[WRITTEN PROBLEM]
Count how many lines in the data below contain the string "wall", and give only that number.

[DATASET CONTENT]

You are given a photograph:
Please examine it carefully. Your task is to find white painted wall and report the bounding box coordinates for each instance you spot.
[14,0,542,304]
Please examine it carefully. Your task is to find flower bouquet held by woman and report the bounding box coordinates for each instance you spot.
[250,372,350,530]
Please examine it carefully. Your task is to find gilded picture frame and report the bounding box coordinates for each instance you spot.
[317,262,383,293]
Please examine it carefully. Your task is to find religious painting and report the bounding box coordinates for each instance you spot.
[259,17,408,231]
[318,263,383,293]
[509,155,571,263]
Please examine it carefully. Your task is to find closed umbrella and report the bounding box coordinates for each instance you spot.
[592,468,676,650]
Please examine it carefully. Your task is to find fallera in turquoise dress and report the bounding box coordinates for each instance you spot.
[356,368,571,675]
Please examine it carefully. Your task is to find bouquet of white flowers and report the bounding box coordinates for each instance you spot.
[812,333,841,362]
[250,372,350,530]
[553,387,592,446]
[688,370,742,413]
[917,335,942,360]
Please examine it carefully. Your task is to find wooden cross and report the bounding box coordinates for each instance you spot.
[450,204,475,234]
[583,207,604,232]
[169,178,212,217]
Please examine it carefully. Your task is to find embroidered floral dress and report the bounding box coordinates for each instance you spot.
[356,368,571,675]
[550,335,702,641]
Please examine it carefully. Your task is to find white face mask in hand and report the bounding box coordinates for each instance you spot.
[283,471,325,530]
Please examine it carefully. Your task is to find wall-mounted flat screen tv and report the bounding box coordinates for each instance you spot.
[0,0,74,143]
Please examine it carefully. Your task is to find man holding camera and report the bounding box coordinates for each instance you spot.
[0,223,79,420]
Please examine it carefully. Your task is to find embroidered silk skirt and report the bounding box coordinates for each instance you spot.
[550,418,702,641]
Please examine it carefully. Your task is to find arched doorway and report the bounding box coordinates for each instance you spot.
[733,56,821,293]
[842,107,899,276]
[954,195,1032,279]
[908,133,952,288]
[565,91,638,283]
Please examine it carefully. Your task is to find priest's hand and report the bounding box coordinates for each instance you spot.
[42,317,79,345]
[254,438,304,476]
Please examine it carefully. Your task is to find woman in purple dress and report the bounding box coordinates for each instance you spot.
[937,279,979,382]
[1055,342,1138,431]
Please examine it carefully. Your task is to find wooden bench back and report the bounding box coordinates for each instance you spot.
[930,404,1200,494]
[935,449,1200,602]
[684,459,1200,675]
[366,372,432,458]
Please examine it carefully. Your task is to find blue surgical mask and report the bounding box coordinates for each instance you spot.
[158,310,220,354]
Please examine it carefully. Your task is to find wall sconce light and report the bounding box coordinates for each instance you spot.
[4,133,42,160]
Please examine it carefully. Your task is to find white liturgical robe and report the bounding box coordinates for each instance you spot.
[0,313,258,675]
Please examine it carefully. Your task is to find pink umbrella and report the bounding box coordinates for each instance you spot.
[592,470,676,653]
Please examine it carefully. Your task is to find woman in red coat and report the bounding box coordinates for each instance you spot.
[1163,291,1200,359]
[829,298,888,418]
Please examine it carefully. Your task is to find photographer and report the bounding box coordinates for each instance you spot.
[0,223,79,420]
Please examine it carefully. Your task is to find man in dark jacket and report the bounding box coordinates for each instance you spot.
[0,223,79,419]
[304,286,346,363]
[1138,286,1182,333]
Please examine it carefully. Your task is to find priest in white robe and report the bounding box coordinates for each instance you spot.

[FINISHED TASK]
3